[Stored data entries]
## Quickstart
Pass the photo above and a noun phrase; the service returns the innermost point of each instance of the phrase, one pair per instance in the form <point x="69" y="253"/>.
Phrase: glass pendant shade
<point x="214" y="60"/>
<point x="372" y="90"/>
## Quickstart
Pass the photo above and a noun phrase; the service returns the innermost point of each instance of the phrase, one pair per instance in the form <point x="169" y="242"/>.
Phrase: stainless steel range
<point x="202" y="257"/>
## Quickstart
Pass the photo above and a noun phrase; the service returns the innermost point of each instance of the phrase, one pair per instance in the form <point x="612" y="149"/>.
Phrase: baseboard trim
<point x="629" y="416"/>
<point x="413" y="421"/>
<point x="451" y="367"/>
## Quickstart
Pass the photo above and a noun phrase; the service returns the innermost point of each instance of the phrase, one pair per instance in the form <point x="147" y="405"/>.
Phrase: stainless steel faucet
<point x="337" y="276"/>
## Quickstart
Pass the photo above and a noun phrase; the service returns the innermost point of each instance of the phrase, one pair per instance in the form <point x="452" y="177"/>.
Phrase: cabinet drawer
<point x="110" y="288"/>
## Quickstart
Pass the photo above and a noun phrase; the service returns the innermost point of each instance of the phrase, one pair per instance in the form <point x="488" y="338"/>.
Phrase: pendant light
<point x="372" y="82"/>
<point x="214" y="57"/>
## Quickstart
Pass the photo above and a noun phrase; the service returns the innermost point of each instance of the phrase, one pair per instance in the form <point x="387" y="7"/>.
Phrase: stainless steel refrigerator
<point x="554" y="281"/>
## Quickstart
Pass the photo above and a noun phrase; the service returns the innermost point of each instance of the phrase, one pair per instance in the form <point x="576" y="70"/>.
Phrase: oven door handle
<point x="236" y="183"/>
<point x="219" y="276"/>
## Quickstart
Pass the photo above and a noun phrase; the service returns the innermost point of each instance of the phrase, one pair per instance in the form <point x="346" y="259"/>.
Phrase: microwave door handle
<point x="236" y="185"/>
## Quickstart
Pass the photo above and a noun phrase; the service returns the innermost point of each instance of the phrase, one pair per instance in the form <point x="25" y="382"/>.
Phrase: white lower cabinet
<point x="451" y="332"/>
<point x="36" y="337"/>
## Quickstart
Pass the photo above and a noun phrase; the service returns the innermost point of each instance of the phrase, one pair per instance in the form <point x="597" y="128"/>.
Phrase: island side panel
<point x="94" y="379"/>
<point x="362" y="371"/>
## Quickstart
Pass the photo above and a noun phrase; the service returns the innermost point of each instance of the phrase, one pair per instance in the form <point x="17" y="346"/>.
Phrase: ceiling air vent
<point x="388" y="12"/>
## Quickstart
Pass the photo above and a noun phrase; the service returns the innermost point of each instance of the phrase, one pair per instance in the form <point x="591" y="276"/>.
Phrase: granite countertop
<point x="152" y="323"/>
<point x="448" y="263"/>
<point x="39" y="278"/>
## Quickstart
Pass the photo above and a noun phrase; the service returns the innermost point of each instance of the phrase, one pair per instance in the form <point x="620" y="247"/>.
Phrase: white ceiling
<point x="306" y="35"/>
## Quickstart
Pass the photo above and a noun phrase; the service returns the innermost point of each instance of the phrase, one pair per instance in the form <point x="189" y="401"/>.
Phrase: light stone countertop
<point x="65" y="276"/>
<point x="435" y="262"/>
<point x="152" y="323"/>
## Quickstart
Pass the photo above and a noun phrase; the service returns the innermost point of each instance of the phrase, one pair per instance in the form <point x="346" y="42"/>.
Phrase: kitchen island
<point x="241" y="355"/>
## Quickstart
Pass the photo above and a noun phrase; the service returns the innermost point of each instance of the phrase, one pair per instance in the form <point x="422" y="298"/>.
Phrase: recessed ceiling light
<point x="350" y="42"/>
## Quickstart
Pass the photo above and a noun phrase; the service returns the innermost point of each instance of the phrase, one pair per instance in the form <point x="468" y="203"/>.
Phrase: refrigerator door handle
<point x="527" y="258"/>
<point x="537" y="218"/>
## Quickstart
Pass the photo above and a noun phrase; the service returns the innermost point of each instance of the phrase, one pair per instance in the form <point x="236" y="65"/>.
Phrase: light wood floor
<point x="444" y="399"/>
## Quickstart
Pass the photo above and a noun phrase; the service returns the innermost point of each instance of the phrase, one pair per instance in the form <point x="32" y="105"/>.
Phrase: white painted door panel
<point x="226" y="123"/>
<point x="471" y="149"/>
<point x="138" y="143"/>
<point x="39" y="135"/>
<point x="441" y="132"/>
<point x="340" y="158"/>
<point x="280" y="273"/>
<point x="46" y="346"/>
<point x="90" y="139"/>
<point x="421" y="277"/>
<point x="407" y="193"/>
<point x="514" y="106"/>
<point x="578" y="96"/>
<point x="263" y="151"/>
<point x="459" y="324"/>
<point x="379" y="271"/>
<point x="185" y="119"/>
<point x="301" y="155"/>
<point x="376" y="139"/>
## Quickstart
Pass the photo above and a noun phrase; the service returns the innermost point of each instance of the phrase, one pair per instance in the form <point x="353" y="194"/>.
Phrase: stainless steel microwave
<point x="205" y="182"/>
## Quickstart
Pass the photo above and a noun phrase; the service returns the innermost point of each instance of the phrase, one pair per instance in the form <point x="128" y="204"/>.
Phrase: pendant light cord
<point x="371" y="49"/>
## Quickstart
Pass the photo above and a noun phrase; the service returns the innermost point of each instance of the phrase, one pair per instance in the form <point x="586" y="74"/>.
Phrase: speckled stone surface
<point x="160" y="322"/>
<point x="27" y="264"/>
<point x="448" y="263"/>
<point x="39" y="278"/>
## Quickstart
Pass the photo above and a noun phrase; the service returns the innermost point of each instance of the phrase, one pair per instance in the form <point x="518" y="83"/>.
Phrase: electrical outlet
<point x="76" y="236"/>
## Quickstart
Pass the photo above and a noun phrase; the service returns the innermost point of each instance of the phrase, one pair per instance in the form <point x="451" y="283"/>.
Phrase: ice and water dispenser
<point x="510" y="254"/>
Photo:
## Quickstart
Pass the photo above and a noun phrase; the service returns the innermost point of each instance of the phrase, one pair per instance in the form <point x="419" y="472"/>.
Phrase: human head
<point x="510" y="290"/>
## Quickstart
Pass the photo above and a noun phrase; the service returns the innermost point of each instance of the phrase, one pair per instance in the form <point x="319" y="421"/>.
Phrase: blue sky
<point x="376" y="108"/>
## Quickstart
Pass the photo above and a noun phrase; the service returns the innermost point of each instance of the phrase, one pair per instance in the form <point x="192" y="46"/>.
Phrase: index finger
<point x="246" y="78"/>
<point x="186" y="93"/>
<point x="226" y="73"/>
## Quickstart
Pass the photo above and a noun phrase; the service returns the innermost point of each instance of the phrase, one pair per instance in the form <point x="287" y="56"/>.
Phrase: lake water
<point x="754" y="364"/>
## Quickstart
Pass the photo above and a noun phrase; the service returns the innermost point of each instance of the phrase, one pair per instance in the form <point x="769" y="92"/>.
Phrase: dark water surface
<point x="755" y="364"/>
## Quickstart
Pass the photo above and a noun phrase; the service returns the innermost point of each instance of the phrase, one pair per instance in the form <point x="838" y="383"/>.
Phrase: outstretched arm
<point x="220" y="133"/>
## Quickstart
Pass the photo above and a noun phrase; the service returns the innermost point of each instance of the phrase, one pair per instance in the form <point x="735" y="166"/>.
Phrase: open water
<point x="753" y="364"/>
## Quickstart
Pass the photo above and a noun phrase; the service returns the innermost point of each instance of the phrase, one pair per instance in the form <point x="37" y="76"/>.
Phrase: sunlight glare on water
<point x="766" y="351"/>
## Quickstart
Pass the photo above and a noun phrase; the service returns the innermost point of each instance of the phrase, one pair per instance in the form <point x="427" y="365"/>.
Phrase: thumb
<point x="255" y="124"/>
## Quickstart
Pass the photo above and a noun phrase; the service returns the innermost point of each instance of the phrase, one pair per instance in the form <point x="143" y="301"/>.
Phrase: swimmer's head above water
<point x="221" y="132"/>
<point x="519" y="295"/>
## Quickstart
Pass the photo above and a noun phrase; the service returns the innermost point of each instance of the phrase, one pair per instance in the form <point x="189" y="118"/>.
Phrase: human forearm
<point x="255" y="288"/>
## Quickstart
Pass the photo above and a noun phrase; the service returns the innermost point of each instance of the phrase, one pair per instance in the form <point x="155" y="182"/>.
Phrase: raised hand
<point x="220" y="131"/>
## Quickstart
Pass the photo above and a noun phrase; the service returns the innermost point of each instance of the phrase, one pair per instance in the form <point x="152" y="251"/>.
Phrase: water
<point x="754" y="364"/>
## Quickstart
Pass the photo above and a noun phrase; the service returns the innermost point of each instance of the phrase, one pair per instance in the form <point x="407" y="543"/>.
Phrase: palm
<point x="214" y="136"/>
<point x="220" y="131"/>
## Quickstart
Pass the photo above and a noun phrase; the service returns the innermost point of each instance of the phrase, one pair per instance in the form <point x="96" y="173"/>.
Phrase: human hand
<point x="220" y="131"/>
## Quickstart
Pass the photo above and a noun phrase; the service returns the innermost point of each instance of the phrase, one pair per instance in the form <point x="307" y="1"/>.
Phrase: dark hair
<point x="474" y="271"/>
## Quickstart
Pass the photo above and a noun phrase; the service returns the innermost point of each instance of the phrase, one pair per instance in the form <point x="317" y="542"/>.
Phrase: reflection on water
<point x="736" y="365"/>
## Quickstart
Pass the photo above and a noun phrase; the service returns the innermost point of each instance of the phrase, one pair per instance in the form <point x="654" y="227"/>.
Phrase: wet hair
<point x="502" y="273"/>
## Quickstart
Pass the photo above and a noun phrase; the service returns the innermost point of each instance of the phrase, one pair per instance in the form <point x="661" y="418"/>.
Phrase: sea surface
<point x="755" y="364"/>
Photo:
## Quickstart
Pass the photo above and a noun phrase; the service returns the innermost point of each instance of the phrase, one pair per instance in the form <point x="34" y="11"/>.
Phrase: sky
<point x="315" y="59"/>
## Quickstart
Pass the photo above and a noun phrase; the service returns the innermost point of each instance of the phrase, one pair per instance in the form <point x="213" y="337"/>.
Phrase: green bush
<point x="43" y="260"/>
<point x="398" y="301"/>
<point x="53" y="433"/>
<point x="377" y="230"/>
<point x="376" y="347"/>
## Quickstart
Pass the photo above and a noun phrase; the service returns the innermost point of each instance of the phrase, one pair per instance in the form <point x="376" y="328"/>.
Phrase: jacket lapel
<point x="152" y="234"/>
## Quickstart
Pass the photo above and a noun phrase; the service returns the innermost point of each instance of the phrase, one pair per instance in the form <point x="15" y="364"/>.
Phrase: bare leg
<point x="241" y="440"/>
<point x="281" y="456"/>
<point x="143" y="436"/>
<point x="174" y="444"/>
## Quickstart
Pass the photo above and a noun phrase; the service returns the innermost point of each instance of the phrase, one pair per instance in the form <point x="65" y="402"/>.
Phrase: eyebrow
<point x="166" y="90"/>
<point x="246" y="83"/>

▶ Aim of the exercise: Only the lines from the one containing "Phrase: bare leg" through the end of the records above belong in the answer, each exactly as written.

▶ Task output:
Phrase: bare leg
<point x="241" y="440"/>
<point x="281" y="456"/>
<point x="143" y="436"/>
<point x="174" y="444"/>
## Quickstart
Pass the photo above and a noun phrase; the service returns the innermost point of each instance of the phrase, one pair per instance in the form <point x="65" y="402"/>.
Phrase: eyebrow
<point x="166" y="90"/>
<point x="246" y="83"/>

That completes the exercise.